◆ EXTRACTED TEXT ◆
Our kids can be germ-magnets, making the first months of school or daycare the hardest. Whether it’s a cold picked up from the playground, or a case of pink eye tearing through the kindergarten class, developing immune systems need time to adapt to the new school year.

But if you’re noticing a concentrated, painful rash in your infant or child under the age of five, it could be an infection known as Hand, Foot and Mouth disease.

“Hand, Foot and Mouth disease is a common viral illness that causes painful mouth sores with a skin rash on the palms of the hands and soles of the feet,” said Alexis Sweeney, MD, a physician specializing in Family Medicine at Abington–Jefferson Health.

Here are Dr. Sweeney’s tips for spotting the condition, and what you need to know about treating it:

Symptoms

Hand, Foot and Mouth disease starts with a fever, reduced appetite and a sore throat.

◆ PROBLEM STATEMENT ◆
Transcribe the passage on Hand, Foot and Mouth disease, beginning at the words "Here are Dr." and stopping after "a sore throat.".

◆ SUPPLIED MATERIAL ◆
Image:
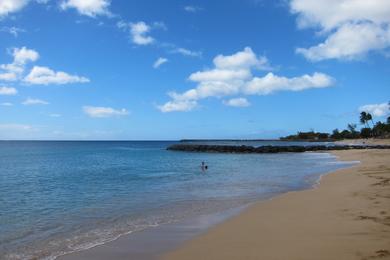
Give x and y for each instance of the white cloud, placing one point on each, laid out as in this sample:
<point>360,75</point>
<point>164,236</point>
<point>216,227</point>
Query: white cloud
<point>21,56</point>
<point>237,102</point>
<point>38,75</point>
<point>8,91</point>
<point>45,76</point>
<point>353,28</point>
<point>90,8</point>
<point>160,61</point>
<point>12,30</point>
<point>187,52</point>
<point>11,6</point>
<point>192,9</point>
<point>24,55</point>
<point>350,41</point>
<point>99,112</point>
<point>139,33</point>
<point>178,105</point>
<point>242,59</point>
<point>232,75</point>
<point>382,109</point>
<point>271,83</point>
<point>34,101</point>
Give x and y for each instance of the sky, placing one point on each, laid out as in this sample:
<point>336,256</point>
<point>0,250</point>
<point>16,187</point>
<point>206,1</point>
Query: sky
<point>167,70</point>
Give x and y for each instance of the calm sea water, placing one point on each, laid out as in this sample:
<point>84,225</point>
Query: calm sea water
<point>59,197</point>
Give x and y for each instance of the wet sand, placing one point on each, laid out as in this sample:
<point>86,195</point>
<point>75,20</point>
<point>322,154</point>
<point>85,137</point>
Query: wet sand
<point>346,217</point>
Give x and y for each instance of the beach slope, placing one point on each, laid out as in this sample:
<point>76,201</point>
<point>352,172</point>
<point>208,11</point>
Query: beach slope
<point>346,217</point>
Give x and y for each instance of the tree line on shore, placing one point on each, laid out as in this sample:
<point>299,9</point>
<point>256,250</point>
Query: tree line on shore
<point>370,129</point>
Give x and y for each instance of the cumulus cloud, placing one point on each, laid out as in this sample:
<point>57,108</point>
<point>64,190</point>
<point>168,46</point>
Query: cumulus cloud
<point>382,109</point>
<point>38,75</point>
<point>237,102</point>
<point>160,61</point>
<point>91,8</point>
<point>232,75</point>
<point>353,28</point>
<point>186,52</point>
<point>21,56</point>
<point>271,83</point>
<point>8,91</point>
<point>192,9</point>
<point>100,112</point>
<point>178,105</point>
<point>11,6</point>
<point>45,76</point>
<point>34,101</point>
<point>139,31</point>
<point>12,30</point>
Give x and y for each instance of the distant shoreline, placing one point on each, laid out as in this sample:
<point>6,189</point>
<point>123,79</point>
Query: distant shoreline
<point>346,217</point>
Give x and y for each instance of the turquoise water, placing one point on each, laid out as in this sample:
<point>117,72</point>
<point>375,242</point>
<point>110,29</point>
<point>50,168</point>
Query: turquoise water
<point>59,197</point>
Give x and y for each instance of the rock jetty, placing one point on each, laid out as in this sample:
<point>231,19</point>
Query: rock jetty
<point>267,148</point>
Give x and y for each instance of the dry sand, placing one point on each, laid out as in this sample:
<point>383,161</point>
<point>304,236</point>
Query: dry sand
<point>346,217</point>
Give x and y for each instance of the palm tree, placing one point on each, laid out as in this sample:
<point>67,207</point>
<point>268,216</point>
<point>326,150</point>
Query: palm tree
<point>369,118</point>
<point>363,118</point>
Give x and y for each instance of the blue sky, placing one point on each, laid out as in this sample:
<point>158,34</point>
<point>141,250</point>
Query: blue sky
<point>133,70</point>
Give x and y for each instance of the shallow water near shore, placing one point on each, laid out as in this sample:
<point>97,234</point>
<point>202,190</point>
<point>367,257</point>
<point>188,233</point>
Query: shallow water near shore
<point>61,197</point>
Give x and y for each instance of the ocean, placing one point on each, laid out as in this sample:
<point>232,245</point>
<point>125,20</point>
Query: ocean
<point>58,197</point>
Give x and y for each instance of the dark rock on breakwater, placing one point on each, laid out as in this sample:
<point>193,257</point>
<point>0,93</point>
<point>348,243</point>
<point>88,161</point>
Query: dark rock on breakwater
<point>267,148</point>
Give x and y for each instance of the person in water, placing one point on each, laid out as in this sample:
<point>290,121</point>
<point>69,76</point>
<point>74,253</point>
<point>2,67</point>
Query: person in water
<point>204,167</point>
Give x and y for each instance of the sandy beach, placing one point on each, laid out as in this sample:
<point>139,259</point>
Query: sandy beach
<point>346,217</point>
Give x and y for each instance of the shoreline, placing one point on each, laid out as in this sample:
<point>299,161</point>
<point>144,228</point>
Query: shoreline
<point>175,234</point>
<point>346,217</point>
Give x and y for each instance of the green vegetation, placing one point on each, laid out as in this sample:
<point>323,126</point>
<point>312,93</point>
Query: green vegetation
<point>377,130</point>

◆ ANSWER FOR THIS EXERCISE ◆
Here are Dr. Sweeney’s tips for spotting the condition, and what you need to know about treating it:

Symptoms

Hand, Foot and Mouth disease starts with a fever, reduced appetite and a sore throat.